[Location identification entries]
»»
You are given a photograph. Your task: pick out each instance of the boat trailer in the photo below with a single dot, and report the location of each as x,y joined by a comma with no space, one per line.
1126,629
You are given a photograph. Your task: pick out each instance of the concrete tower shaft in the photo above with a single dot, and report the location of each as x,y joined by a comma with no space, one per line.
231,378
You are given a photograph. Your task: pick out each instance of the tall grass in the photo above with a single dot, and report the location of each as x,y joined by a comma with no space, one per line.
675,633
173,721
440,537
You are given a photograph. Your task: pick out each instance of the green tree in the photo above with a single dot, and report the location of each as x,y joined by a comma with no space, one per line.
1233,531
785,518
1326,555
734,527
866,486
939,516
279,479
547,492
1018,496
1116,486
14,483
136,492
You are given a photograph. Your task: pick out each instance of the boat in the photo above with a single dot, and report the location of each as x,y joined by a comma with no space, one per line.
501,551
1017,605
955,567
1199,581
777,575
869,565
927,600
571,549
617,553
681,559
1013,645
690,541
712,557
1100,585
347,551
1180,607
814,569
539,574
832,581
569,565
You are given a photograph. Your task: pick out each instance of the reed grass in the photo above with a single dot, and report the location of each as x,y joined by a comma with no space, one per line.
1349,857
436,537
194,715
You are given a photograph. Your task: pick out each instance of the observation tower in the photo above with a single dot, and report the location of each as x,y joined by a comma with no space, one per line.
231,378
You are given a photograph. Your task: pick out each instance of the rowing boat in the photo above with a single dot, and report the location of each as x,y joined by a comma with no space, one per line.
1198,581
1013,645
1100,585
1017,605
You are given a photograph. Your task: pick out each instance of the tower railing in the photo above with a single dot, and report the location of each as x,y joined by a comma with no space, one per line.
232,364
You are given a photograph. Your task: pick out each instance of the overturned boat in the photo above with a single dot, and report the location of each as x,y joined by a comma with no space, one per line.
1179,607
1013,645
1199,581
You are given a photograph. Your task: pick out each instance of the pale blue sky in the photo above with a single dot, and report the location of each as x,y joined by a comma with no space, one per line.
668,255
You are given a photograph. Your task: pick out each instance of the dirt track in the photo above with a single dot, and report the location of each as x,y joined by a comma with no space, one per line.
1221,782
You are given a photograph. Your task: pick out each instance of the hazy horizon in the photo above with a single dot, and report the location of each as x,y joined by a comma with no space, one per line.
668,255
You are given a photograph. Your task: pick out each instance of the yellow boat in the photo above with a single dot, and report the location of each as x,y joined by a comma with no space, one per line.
««
GIVEN REQUEST
Reproduce the material above word for word, keeping every line in its original order.

TASK ANSWER
You are given a photograph. Your task: pick out each instance of the boat trailer in the photo below with a single dot, and report the location of each as x,y joined by a comma with no space, one per line.
1126,629
You are given a photograph. Your task: pick out each instance of the concrete tower shaft in the photo above with a single dot, and report the location of each as x,y joined by a comma with no space, one per line.
231,378
You are given a photograph. Your task: pick out each instance of the tall grass in the photo above with a single dot, and report the location of each as x,y joined by a comma with no space, one per line.
675,633
173,721
440,537
You are given a photograph. Your task: pick out each instance of the green tree in the photo above with a single dot, and report the location of each as x,y joined by a comma with no space, one per line.
1233,531
785,518
1326,555
734,527
866,486
939,516
279,479
547,492
1018,496
1116,486
14,483
136,492
You are given a photograph. Your task: pick out each instance of the boat in the photo above with a single dot, and report the location of each as x,y joined by a comma with no space, one per line.
501,551
1017,605
955,567
1199,581
777,575
869,565
927,600
571,549
617,553
681,559
1013,645
690,541
712,557
1100,585
347,551
1180,607
814,569
539,574
832,581
569,565
You are given a photograph. Your task: pick out each instance of the reed grass in the photo above with a single dot, and report the location of each as x,y joined by a comma with no space, one per line.
1349,857
436,537
194,715
You are given a photograph. Your task: pick out each instance of the observation tower in the photo above with a single dot, and report the location of each as x,y joined by a comma with no space, one per line.
231,378
You are given a photograph. Your task: pick out each instance of the rowing boat in the photo above with a single dot, and report the location of each as x,y joined by a comma with no space, one per line.
1198,581
1013,645
1100,585
1017,605
You are given a photograph. Your task: pick out each instance of the tower railing in the photo above with a single dot, and report the location of each as x,y joined by a comma with no space, one per line.
232,364
You are given a photograph. Your task: pick out each instance of the overturned boat in the photo above with a single dot, and report the location of each as x,y joined by a comma with no space, one per line.
1179,607
1013,645
1199,581
You are given a photograph. Your task: pick out each instance of the pale blue sky in the photo above with a single dot, and report the location of each as x,y joined by a comma with no space, one per line.
668,255
You are given a photograph. Your task: pick out each instance of the dirt track in the photo above with a single dot, and report the location of each as x,y joined by a comma with no space, one per line.
1221,782
You are given a photograph. Your task: pick out each instance of the hazy horizon in the photo above with a single dot, and report the location of each as x,y joined by a comma with no space, one per line.
668,255
You are given a photograph. Your task: pick out each instance of the yellow boat in the photo above with a single dot, and report the location of each as x,y joined by a comma with no space, one per line.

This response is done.